— Start —

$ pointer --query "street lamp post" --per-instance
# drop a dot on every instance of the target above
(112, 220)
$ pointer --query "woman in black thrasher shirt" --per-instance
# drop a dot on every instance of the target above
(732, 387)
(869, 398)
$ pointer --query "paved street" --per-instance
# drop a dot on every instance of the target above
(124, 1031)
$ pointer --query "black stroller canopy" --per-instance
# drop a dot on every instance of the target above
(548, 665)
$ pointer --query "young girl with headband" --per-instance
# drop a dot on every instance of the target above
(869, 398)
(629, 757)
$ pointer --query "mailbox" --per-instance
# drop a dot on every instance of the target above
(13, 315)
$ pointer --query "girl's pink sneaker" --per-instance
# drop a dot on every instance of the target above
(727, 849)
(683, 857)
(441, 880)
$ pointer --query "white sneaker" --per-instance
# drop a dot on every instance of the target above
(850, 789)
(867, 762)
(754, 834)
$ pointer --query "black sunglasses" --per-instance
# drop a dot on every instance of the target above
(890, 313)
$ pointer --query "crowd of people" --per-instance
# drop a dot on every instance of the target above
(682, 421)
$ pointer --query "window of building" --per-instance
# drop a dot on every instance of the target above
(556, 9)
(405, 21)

— End —

EXERCISE DETAILS
The entries above must be returned in full, exactly as shown.

RESPONSE TO THIS TASK
$ pointer --query "street lamp post" --per-instance
# drop a dot on every instance of the target above
(112, 220)
$ pointer --query "woman in black thrasher shirt" --per-instance
# drop a dot on every instance of the target above
(732, 387)
(869, 398)
$ pointer --query "paved street" --per-instance
# drop a dot on every instance of the target above
(124, 1031)
$ pointer --query "black stroller canopy" --per-instance
# drop a dot on every instance of the target above
(548, 665)
$ pointer --query "young girl with headband" --per-instance
# drop a dot on every instance of the target above
(869, 398)
(629, 757)
$ pointer --query "mailbox" --per-instance
# drop a dot on every instance of the target above
(13, 315)
$ pointer --query "girl's pink sneaker" --per-instance
# drop a dot on every instance of the target above
(727, 849)
(683, 857)
(441, 880)
$ pointer --query "white sneaker" --per-instance
# drop a dot on every instance of the target above
(850, 789)
(867, 762)
(754, 834)
$ pointer --query "black sunglasses" --per-instance
# drop a dot on every instance of the target above
(890, 313)
$ pointer --query "crowd of people" --per-instance
# drop a dot on every instance of the target above
(682, 421)
$ pointer --query "window of building" --per-instance
# drop a dot on every instance of the target above
(556, 9)
(405, 21)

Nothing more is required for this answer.